• **SOURCE RECORDS**
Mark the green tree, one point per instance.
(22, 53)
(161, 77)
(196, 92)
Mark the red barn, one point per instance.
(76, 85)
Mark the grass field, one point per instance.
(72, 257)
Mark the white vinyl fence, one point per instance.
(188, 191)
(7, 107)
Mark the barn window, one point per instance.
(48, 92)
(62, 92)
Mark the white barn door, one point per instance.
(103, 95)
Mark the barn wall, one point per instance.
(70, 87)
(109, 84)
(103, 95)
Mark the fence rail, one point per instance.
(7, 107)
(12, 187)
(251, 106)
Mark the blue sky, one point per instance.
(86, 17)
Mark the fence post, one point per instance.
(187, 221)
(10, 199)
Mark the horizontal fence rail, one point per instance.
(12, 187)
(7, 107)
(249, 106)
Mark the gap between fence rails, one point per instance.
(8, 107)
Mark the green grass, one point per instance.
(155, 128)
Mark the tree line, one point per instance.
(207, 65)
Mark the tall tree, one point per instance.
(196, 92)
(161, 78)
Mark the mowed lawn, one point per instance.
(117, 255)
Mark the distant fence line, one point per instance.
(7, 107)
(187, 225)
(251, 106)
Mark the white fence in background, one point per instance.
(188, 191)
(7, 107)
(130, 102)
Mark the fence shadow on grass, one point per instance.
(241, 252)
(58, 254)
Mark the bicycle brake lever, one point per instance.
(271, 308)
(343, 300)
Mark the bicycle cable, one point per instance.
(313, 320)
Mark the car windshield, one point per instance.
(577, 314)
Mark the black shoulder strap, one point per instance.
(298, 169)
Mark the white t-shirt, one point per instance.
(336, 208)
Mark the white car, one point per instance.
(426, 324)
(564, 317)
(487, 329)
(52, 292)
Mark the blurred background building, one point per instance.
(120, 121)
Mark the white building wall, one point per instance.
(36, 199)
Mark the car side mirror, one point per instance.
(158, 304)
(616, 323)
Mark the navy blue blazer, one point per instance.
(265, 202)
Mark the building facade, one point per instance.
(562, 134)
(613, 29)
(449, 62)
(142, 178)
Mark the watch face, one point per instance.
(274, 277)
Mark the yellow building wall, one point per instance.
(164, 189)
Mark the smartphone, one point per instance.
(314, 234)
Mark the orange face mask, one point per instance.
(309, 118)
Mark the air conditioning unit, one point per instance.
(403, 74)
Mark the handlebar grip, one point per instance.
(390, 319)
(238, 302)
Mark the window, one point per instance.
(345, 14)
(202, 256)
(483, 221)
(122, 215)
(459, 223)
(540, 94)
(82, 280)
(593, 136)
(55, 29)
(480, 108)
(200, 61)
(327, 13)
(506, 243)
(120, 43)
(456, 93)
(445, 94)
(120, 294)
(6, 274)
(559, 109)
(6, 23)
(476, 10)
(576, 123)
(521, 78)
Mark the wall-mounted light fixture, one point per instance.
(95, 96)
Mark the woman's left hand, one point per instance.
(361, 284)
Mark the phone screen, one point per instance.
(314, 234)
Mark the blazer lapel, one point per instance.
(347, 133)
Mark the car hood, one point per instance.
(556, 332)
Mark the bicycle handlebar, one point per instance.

• **AIM OF THE TASK**
Print the entire listing above again verbatim, keeping every line in its original order.

• **ANSWER BELOW**
Mark the green tree, one point per instance.
(22, 53)
(161, 77)
(196, 92)
Mark the red barn, one point per instance.
(76, 85)
Mark the grass field, one point per instance.
(72, 257)
Mark the white vinyl fence, one point per instance.
(188, 191)
(7, 107)
Mark the barn window, one point per instance.
(48, 92)
(62, 92)
Mark the white barn door, one point per instance.
(103, 95)
Mark the barn wall, one point per instance.
(70, 87)
(109, 84)
(103, 95)
Mark the fence rail, one point per instance.
(7, 107)
(12, 187)
(251, 106)
Mark the blue sky, one point per instance.
(86, 17)
Mark the fence post, one point per instance.
(187, 221)
(10, 199)
Mark the horizontal fence rail, one point per instance.
(12, 187)
(7, 107)
(249, 106)
Mark the gap between fence rails, one point per instance.
(8, 107)
Mark the green grass, one point per instance.
(155, 128)
Mark the tree line, one point per instance.
(207, 65)
Mark the tall tree, one point per instance.
(196, 92)
(161, 78)
Mark the mowed lawn, one point per instance.
(117, 255)
Mark the distant fence line, one point per instance.
(7, 107)
(187, 225)
(251, 106)
Mark the white fence in background, one point per instance.
(188, 191)
(7, 107)
(130, 102)
Mark the fence shadow on grass, one point per instance.
(241, 252)
(58, 254)
Mark the bicycle brake lever, one point per instance.
(271, 308)
(343, 300)
Mark the bicycle cable, one point per instance.
(313, 320)
Mark the car windshield, one point per instance.
(577, 314)
Mark the black shoulder strap, one point per instance.
(298, 169)
Mark the white t-shirt, one point per instance.
(336, 208)
Mark the white car, one point per instance.
(426, 324)
(564, 317)
(487, 329)
(52, 292)
Mark the blurred background building, one point per instance.
(120, 121)
Mark the white building wall, one point per instance.
(36, 199)
Mark the car side mirror, one point per instance.
(158, 304)
(616, 323)
Mark the navy blue blazer, one point per instance.
(265, 202)
Mark the building facade, one point per instance.
(562, 134)
(613, 29)
(449, 62)
(142, 178)
Mark the watch face, one point per instance.
(274, 277)
Mark the yellow building wall, one point per instance.
(164, 189)
Mark the smartphone, one point per instance.
(314, 234)
Mark the orange face mask, one point per instance.
(309, 118)
Mark the air conditioning unit, one point per instance.
(403, 74)
Mark the handlebar grip, one point per instance.
(390, 319)
(238, 302)
Mark the window, one point per instance.
(345, 14)
(202, 256)
(483, 221)
(122, 215)
(459, 223)
(540, 94)
(82, 280)
(593, 136)
(55, 29)
(480, 108)
(200, 61)
(327, 13)
(506, 243)
(120, 43)
(456, 93)
(445, 94)
(120, 294)
(6, 274)
(559, 109)
(6, 23)
(476, 10)
(576, 123)
(521, 78)
Mark the wall-mounted light fixture, one point per instance.
(95, 96)
Mark the woman's left hand, one point per instance.
(361, 284)
Mark the phone screen, one point per instance.
(314, 234)
Mark the blazer lapel, one point per instance.
(347, 133)
Mark the car hood, one point per instance.
(556, 332)
Mark the bicycle handlebar, one point per instance.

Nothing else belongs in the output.